BEGIN PROVIDED DATA

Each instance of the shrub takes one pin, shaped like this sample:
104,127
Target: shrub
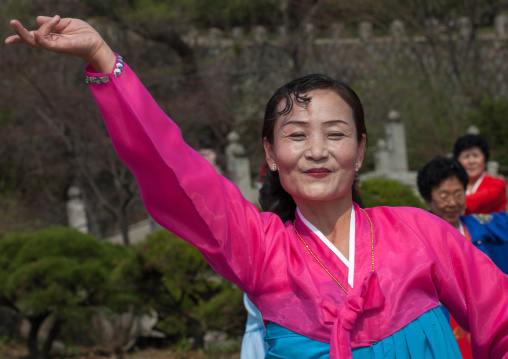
386,192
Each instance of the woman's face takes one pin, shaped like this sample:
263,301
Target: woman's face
448,200
316,149
473,162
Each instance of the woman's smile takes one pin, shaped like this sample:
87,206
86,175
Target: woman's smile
318,173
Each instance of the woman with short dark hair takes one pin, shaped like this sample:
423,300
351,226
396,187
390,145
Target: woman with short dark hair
484,194
442,183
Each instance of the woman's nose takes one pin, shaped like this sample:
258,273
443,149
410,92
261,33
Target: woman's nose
317,148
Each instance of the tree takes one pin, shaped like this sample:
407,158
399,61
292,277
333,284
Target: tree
189,297
62,274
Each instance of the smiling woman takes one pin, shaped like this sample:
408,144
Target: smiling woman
484,194
329,278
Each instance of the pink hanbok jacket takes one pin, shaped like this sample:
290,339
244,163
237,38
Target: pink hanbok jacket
419,259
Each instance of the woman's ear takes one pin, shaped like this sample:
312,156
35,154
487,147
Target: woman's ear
269,153
361,151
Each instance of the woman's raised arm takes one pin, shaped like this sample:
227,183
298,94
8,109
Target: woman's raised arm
66,36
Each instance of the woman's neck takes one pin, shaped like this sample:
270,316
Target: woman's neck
330,218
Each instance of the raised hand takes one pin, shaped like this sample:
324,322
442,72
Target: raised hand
66,36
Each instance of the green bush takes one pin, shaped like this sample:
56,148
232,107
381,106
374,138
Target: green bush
189,297
62,273
386,192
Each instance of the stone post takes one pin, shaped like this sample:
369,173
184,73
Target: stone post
382,158
365,30
397,30
465,28
337,31
396,139
76,211
237,35
259,35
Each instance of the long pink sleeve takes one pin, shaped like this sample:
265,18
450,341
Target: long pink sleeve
202,207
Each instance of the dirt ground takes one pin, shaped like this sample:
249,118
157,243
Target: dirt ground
18,351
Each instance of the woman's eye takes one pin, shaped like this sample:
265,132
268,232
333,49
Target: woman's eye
336,134
297,135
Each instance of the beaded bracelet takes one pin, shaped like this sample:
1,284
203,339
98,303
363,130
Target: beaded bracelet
105,79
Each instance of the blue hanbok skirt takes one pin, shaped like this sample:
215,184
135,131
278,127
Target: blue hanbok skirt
428,336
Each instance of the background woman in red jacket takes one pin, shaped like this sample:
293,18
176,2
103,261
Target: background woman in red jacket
484,194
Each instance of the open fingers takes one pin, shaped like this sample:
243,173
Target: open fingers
48,25
41,20
24,36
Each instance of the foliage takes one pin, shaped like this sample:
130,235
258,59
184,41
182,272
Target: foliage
189,297
386,192
490,117
63,274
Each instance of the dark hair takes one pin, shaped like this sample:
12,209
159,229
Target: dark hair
272,195
469,141
436,171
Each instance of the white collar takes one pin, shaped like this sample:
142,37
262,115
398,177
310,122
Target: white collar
349,263
461,228
476,184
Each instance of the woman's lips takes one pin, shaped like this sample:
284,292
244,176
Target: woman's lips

END PROVIDED DATA

▶ WRITTEN PROBLEM: Rename "stone post" to "stone pillar" everywhere in the listing and reproduce it with all else unchanged, leaving out the pictures.

▶ REPLY TO THE TASK:
Each instance of the shrub takes one pin, shaped like this sample:
104,127
Target: shrub
386,192
Each instance of the woman's face takes one pin, shaped like this sample:
263,301
Target: woman's face
448,200
316,149
473,162
Each instance of the woman's smile takes one pin, shaped like this sample:
87,206
86,175
Target: woman's smile
318,173
Each instance of the woman with short dark hair takes one pin, shaped like this sample:
423,300
351,226
396,187
390,145
Target: woman with short dark hair
484,194
442,183
Each instance of the woman's nose takes one pin, shaped like this sample:
258,273
443,149
410,92
261,33
Target: woman's nose
317,148
Each instance of the tree takes one pin, shaped like this sample:
407,158
399,61
292,277
333,284
Target: tree
189,297
62,274
Each instance of the smiling woman takes one pin, shaped like this sample:
408,144
Target: smiling woman
484,194
329,278
Each instance of the pink hanbok jacket takes one pin, shaped like this sample:
290,339
244,163
237,38
Target: pink hanbok jacket
419,259
Each instance of the woman's ear takes one pin, shaped like this sample:
312,156
35,154
487,147
Target: woman's ear
269,153
361,151
Each instance of the woman's raised arm takes one pin, shaped like this sample:
227,183
298,94
8,109
Target: woman's raised arm
66,36
Each instance of the woman's neck takes one pin, shaped like this sample:
270,316
Target: woman's neck
330,218
Each instance of the raised hand takes one pin, shaped like this sample:
324,322
442,72
Target: raised hand
66,36
Each instance of the green bush takes one pin, shaped like this sample:
56,148
232,107
381,106
374,138
Target: green bush
189,297
62,273
386,192
Each instance of the stone pillar takes one pin, shaped like this sample:
369,173
184,73
Target: stone pillar
382,158
365,30
397,30
465,28
337,31
396,139
76,211
237,35
259,35
Each instance of the long pink sleeve takes one pin, shaped like this sample:
265,18
450,341
Target: long pink sleeve
202,207
Each instance of the dirt ground takes one pin, shaped like this sample:
249,118
157,243
Target: dirt ground
18,351
Each instance of the woman's eye takes one pin, shaped like this sample:
265,132
268,232
333,49
Target: woman's eye
336,134
297,135
Each instance of the beaded bracelet takes one pin, shaped like this sample:
1,284
203,339
98,303
363,130
Target: beaded bracelet
105,79
Each instance of the blue hanbok skirt takes one pin, shaped like this sample:
215,184
135,131
278,127
Target: blue hanbok skirt
428,336
Each instance of the background woman in red jacket takes one pin, shaped like this sample:
293,18
176,2
103,261
Target: background woman in red jacket
484,194
Each instance of the open fingers takes one pin, shaped like this sample:
243,173
Target: open fingers
48,25
41,20
24,36
Each instance of the foliage takes one pin, shaped like this sample:
130,235
258,59
184,41
182,272
Target: foliage
189,297
386,192
490,117
63,274
Each instance of the dark hair takes one pin, shaped like this sample:
12,209
159,229
Target: dark hair
272,195
469,141
436,171
Each instance of the white collar takes one pin, shaped like this sample:
142,37
262,115
398,177
310,122
Target: white collar
349,263
461,228
476,184
Each instance of the woman's lips takes one pin, shaped like this sample:
284,292
244,176
Target: woman's lips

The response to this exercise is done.